Data listing:
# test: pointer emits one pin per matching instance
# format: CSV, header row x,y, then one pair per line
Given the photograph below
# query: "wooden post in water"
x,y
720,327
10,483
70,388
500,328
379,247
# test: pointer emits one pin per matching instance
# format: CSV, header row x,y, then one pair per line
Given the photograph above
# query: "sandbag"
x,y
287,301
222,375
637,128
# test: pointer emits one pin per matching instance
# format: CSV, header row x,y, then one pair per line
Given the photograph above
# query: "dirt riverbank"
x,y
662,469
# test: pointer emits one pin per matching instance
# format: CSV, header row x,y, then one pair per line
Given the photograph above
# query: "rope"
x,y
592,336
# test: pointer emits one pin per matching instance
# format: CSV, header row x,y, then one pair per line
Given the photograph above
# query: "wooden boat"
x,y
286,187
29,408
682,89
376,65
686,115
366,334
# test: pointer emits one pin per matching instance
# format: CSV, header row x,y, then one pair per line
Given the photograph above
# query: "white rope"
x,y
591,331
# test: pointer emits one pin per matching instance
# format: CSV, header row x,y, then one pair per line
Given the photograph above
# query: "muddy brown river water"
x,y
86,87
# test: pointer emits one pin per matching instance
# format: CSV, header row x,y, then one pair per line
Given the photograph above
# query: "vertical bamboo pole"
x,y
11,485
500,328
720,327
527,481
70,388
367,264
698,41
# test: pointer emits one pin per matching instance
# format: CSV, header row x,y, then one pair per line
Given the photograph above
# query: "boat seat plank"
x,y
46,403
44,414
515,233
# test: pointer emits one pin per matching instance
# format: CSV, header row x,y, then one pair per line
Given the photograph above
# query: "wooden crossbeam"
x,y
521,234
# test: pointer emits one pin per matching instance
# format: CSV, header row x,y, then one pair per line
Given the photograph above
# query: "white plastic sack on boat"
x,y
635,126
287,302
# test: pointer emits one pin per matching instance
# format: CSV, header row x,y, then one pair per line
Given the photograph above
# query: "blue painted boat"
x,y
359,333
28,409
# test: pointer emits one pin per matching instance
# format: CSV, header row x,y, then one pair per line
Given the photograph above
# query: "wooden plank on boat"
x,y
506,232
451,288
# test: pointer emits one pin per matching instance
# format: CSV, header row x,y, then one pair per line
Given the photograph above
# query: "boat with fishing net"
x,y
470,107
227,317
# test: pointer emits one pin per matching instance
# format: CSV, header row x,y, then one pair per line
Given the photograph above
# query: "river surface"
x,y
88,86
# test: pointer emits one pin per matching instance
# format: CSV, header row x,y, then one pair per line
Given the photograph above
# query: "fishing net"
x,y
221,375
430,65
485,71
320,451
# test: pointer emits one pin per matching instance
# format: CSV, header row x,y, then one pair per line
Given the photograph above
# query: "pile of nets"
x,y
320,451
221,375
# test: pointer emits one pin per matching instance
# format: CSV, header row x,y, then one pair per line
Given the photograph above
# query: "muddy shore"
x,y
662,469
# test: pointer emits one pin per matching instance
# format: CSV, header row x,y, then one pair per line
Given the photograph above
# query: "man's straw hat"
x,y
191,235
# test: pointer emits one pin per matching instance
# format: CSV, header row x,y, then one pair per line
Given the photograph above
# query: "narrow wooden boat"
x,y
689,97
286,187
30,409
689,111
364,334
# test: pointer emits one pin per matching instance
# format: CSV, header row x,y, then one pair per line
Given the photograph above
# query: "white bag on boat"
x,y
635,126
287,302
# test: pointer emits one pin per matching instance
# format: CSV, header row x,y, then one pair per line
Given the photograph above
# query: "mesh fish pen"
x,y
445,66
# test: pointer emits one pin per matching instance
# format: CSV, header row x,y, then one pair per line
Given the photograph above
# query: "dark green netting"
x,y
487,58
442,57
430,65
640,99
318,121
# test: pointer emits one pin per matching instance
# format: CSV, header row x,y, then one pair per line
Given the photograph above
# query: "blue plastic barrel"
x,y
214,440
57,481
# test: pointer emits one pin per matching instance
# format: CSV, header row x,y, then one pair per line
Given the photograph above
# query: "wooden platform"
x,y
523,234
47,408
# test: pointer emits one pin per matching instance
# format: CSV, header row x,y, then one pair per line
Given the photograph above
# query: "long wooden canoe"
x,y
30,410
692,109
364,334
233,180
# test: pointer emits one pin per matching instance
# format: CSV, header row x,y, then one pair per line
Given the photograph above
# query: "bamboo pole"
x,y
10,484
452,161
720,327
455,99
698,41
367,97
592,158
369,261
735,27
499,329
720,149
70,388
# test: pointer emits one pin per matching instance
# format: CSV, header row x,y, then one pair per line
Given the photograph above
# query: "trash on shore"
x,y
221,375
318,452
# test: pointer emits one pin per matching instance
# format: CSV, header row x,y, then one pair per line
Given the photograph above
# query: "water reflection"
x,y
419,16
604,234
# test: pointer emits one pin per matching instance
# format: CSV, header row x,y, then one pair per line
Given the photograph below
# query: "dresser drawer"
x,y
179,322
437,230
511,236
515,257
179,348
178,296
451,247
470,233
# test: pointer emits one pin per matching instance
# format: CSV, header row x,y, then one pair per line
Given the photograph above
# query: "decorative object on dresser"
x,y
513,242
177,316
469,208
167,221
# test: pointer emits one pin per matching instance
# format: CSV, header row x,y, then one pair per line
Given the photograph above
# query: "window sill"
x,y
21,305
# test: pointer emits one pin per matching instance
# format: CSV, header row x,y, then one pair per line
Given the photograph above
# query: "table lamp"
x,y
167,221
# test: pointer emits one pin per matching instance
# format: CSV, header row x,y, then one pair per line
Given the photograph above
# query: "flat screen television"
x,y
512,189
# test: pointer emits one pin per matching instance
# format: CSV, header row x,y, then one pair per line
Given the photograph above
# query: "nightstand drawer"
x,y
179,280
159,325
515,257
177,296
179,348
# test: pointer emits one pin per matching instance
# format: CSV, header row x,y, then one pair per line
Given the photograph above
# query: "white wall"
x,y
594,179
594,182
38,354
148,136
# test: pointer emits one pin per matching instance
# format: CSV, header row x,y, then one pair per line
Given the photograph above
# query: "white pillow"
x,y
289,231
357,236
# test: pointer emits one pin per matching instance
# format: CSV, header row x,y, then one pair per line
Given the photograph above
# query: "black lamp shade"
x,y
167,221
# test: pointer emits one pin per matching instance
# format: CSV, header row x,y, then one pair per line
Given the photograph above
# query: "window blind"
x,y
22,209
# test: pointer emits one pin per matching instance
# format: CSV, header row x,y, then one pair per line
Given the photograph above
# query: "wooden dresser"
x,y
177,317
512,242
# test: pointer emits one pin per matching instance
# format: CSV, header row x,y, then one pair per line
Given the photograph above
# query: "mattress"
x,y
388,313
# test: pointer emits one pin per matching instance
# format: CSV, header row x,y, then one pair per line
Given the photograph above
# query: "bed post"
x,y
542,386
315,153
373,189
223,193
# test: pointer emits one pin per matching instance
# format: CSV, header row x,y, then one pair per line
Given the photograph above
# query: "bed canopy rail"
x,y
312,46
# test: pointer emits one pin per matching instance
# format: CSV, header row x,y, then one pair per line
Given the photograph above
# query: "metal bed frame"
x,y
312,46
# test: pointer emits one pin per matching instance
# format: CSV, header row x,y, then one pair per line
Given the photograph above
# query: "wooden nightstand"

WHAT IS ASKED:
Count the lines in the data above that contain the string "fishing", treating uppercase and lowercase as different. Reply with the number only.

ANSWER BELOW:
2